#### Task prompt
Within the lines below, the span from the line with "Each instance receives one keypoint. Mark the asphalt" to the line with "Each instance receives one keypoint. Mark the bicycle in", both ends included, is to be reproduced exactly, with pictures omitted.

#### Dataset records
● ● ● ● ●
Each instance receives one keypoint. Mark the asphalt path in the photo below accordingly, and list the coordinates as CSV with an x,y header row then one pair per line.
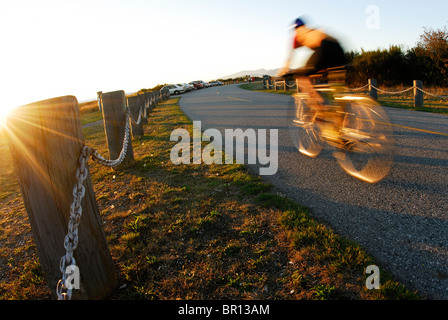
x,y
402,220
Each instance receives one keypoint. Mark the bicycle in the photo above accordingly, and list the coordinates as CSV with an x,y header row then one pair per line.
● ● ● ● ●
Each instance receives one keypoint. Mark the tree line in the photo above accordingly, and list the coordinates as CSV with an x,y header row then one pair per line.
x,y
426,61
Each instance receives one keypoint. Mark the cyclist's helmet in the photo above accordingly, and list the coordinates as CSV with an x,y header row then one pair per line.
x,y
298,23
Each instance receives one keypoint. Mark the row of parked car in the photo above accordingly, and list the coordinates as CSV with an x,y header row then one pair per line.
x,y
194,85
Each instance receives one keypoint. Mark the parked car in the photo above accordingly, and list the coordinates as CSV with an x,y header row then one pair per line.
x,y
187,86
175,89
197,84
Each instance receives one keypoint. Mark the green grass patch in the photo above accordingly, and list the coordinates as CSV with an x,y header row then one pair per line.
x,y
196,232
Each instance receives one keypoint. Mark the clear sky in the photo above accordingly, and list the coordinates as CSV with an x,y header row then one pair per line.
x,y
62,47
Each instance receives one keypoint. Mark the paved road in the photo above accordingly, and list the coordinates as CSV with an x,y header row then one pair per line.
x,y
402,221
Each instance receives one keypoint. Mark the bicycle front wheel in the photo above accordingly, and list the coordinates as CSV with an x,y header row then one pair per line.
● ● ● ● ●
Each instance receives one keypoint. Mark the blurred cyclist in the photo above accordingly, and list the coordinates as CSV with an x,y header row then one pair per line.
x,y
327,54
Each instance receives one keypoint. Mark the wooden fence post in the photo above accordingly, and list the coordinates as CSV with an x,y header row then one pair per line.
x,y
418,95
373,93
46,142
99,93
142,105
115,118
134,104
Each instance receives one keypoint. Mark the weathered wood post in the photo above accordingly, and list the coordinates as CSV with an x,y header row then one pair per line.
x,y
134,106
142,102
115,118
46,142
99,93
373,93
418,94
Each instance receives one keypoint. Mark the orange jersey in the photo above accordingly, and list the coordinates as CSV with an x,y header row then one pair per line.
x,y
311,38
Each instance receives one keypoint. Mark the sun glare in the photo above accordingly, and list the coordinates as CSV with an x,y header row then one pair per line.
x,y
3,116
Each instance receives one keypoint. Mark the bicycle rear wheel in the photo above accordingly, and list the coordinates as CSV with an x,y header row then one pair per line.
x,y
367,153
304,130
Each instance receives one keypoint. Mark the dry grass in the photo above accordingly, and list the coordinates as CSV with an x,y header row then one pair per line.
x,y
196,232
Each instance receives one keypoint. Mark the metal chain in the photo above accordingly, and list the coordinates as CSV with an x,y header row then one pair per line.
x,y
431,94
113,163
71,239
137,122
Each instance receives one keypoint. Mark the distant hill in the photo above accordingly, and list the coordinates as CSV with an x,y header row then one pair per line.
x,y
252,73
● ● ● ● ●
#### Task solution
Each instance receives one keypoint. Mark the asphalt path in the photo below accordingly, and list the coordinates as CSV with an x,y header row then one pair per line.
x,y
402,220
Each instance receives one keypoint. Mark the bicycle in the photo above accordingly, and list the coordinates as CSV with an x,y header row then one pair per line.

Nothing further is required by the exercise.